» DIRECTION
How many lines in the listing below contain the string "chef"? Give only the number.

* START RECORD SET *

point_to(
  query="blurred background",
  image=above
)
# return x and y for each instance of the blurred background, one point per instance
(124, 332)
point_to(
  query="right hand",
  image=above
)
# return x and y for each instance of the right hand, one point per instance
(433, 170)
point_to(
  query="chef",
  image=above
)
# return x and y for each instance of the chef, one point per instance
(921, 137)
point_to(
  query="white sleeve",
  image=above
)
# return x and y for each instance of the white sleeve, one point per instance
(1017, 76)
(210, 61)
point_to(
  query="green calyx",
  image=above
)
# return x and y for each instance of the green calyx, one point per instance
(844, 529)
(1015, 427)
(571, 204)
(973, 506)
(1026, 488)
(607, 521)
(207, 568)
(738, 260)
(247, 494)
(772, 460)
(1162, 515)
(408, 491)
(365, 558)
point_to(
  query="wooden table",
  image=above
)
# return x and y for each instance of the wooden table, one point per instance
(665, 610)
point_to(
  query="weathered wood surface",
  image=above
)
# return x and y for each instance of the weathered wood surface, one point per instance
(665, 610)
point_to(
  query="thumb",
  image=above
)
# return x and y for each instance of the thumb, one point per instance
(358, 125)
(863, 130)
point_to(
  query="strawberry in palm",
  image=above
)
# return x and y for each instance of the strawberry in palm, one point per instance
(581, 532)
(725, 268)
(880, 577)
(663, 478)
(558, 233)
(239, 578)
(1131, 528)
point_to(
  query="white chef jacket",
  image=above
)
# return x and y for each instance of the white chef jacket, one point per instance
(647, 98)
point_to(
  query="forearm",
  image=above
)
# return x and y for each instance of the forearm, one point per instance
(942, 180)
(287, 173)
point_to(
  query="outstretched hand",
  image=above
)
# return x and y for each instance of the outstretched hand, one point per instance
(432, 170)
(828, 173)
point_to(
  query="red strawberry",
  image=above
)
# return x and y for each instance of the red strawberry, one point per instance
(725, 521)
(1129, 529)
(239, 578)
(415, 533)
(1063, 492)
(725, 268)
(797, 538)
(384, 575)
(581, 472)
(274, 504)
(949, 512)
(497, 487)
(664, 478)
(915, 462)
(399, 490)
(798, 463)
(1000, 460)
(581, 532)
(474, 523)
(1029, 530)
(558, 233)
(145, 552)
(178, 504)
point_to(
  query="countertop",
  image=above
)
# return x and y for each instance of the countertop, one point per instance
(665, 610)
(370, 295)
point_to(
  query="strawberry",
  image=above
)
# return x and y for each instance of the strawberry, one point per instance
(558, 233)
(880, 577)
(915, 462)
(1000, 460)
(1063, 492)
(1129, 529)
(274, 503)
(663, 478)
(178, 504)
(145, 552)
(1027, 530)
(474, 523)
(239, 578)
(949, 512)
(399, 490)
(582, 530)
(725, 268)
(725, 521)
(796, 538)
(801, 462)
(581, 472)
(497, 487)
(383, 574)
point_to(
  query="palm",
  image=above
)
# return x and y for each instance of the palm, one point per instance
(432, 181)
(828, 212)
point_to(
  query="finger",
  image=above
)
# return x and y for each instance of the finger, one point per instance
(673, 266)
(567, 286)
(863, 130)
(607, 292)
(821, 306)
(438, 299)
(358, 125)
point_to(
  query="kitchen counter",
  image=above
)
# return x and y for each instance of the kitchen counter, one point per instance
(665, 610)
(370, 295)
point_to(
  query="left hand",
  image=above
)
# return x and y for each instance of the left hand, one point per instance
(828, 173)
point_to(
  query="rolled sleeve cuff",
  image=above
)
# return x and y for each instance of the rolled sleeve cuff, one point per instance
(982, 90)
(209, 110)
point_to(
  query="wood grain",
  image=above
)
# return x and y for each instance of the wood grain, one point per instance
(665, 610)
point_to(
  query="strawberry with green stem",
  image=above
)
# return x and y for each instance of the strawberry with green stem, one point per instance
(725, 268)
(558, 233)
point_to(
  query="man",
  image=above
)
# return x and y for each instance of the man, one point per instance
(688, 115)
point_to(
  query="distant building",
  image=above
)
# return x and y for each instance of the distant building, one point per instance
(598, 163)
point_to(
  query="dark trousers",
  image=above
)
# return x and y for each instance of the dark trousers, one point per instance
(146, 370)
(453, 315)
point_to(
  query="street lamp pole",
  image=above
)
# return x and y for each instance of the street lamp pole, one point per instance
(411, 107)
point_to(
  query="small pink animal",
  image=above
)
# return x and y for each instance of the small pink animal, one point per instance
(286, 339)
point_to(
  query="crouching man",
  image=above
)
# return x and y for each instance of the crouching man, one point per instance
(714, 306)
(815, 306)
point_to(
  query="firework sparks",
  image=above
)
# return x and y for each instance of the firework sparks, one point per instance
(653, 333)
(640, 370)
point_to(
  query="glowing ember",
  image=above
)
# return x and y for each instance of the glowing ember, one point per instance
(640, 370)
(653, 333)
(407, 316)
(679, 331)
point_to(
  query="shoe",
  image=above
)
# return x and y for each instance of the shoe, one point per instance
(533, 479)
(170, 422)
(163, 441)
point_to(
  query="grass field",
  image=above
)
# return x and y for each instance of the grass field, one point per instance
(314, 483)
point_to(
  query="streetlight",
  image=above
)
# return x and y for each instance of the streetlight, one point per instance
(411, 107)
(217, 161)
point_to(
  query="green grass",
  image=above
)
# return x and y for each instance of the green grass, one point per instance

* END RECORD SET *

» SOLUTION FOR THIS EXERCISE
4